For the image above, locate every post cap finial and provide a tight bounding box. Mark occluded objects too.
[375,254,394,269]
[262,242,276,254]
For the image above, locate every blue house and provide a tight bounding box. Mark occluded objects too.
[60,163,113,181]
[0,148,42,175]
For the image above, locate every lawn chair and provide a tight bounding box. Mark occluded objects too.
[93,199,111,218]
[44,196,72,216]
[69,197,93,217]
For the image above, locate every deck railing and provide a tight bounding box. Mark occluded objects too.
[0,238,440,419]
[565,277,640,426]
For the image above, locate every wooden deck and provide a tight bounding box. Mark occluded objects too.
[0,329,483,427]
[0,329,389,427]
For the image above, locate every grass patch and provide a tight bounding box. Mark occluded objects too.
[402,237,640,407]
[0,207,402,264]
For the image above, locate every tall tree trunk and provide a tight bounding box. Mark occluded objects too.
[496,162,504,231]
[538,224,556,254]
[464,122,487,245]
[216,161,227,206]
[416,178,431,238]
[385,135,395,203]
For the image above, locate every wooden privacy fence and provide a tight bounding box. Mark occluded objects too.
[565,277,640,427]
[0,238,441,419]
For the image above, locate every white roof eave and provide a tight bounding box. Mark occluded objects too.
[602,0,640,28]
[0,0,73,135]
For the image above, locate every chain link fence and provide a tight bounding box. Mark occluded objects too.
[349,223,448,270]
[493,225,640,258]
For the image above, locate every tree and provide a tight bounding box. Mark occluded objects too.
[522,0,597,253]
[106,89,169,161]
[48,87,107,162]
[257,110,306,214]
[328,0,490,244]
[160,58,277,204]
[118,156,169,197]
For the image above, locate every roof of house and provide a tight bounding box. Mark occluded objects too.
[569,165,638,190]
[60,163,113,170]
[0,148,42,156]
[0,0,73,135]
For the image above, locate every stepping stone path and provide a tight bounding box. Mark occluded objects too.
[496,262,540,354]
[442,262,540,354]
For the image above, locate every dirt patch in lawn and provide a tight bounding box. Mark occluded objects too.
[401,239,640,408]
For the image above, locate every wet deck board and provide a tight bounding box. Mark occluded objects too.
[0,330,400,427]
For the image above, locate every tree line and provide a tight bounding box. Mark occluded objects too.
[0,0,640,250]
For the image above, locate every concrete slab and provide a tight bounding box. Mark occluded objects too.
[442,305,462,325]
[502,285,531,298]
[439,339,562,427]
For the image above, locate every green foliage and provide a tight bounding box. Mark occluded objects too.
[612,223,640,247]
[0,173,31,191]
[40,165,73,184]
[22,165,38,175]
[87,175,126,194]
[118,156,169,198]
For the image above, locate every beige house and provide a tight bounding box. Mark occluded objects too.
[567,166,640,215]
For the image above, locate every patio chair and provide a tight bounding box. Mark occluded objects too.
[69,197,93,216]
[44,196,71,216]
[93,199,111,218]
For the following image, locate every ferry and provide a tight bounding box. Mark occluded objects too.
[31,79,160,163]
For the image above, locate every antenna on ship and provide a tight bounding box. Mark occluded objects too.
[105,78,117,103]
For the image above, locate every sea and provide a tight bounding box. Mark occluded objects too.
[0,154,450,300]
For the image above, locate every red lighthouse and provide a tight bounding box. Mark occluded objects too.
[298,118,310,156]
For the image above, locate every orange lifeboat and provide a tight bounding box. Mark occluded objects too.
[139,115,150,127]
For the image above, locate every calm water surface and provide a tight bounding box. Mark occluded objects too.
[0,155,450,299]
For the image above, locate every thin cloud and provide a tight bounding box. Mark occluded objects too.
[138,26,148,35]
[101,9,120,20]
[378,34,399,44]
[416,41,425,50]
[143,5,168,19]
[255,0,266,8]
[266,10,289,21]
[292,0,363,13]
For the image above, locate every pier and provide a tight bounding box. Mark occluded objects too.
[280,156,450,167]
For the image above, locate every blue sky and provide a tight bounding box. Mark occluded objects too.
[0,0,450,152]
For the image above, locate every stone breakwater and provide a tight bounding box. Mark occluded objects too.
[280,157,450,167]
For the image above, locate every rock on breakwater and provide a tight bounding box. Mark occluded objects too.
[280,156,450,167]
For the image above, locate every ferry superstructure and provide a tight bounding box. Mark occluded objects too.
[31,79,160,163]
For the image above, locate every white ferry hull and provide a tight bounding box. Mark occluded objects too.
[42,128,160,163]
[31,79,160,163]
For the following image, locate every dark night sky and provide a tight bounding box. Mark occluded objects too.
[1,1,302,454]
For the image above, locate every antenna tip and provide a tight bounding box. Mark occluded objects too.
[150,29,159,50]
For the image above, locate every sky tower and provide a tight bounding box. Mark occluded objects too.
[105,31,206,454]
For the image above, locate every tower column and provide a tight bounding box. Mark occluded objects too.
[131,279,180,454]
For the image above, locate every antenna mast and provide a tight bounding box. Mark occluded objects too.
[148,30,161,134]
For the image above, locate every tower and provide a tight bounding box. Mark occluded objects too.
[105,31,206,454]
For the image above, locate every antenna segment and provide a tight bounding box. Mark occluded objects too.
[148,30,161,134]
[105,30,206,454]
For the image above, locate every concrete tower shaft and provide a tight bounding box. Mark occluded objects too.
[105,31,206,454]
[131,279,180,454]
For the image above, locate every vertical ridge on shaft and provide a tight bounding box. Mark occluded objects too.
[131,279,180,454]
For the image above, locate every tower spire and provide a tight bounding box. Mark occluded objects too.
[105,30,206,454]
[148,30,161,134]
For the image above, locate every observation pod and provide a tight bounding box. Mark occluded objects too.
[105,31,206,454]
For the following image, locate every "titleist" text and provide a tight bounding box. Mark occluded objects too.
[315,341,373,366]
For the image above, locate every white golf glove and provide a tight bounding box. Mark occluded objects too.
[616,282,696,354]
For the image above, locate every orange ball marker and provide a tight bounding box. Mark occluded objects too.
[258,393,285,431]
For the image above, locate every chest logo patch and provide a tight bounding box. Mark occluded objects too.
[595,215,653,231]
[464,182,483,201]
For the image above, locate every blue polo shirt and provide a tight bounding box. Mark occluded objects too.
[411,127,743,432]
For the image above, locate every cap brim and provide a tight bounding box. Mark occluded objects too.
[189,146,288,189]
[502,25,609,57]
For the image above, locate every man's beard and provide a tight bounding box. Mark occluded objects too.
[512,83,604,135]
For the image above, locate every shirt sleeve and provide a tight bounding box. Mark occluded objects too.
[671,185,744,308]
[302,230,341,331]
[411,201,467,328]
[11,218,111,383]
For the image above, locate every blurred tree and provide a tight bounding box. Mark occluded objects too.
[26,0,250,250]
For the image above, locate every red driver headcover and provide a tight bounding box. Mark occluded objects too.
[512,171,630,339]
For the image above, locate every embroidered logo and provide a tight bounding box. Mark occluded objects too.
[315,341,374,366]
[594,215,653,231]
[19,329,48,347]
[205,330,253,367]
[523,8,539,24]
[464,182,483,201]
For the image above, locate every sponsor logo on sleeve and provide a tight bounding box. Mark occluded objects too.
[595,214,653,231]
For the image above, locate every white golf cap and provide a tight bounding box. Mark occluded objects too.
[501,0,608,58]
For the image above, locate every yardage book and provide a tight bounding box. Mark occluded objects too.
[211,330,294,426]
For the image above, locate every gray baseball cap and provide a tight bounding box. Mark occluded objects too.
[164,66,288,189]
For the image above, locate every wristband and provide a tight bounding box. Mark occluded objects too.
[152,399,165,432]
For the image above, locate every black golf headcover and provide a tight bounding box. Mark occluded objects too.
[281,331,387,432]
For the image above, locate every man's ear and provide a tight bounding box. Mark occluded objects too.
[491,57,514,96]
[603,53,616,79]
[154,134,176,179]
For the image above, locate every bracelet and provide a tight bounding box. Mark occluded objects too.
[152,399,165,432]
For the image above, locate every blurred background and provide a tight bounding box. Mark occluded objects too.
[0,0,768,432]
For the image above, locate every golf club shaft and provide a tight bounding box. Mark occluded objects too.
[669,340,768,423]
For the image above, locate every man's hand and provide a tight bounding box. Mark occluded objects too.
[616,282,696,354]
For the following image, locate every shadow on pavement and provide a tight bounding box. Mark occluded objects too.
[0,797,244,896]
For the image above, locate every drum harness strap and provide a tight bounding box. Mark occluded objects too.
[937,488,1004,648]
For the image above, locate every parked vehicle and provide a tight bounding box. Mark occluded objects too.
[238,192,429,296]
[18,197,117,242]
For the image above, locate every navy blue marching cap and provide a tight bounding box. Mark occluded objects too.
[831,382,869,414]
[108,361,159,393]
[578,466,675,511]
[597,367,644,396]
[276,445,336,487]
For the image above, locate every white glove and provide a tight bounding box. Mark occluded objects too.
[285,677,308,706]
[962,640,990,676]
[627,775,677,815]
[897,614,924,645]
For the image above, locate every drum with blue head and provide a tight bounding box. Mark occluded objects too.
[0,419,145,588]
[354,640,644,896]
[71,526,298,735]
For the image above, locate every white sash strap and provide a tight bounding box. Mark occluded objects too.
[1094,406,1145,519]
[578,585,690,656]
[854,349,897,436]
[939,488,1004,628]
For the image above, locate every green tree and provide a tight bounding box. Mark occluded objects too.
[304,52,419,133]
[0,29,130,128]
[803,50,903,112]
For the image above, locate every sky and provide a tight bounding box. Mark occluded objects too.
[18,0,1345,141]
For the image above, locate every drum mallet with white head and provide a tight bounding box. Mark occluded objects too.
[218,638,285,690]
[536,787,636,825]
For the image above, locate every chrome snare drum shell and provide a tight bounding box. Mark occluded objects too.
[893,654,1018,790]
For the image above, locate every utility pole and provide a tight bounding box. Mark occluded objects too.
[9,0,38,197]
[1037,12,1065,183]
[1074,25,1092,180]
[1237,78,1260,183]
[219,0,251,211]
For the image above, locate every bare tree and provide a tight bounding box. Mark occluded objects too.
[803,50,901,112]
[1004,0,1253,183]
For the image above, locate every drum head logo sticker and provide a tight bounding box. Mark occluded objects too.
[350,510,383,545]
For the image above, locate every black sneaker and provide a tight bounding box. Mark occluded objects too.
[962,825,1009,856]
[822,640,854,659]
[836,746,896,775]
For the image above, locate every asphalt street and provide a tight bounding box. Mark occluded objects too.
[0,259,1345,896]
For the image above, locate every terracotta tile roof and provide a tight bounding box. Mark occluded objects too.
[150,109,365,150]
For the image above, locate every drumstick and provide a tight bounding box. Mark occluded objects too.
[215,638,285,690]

### GIVEN EXERCISE
Please format only the data on the lines from the one holding "For the image above, locate every golf" through the one holding "[536,787,636,825]", inclusive, as a JSON list of strings with one string per line and blank lines omitted.

### EXERCISE ANSWER
[
  "For the image above, locate every golf club shaft and provide a tight bounding box. Mark occluded objects too.",
  "[669,340,768,423]",
  "For the image above, locate every man's hand and provide a tight bounding box. Mark occluded objects too.",
  "[616,282,696,354]",
  "For the following image, locate every shadow on pavement and provide a tight bounding box. Mark occluded objects too.",
  "[0,797,244,896]",
  "For the image above, locate every drum harness strap and provide a tight bounding box. Mark occluded objects too.",
  "[937,488,1004,648]",
  "For the image above, locate every parked vehicle and provide a tight bounding box. Mark occluded objects too.",
  "[238,192,429,296]",
  "[18,197,117,242]",
  "For the image above, locate every navy blue marching cap and provide a tight bounding box. Mark occluded objects too.",
  "[831,382,869,414]",
  "[108,361,159,393]",
  "[578,466,675,511]",
  "[597,367,644,396]",
  "[276,445,336,487]",
  "For the image above, locate every white glove and provide a tight bounding box. Mark occluded objects too.",
  "[285,677,308,706]",
  "[962,640,990,676]",
  "[627,775,677,815]",
  "[897,614,924,645]",
  "For the image above, locate every drum with blue head and provide a tight bounding box. Mark occluded objects too.",
  "[0,419,145,588]",
  "[354,640,644,896]",
  "[71,526,298,735]",
  "For the image above, locate every white sash strap and provide a tight bounding box. Mark occluded objects too.",
  "[1094,406,1145,519]",
  "[578,585,690,656]",
  "[854,349,897,436]",
  "[939,488,1004,628]",
  "For the image above, locate every green tree and provide a tight bounding box. Mark occluded objects too.",
  "[304,52,419,133]",
  "[0,29,130,128]",
  "[803,50,903,112]",
  "For the image above, locate every sky and provide a tight bounding box. Mark occluded objects too.",
  "[18,0,1345,141]",
  "For the image above, locate every drum mallet with white head and provide a tight bounding box. Mark occluded objects too.",
  "[218,638,285,690]",
  "[536,787,636,825]"
]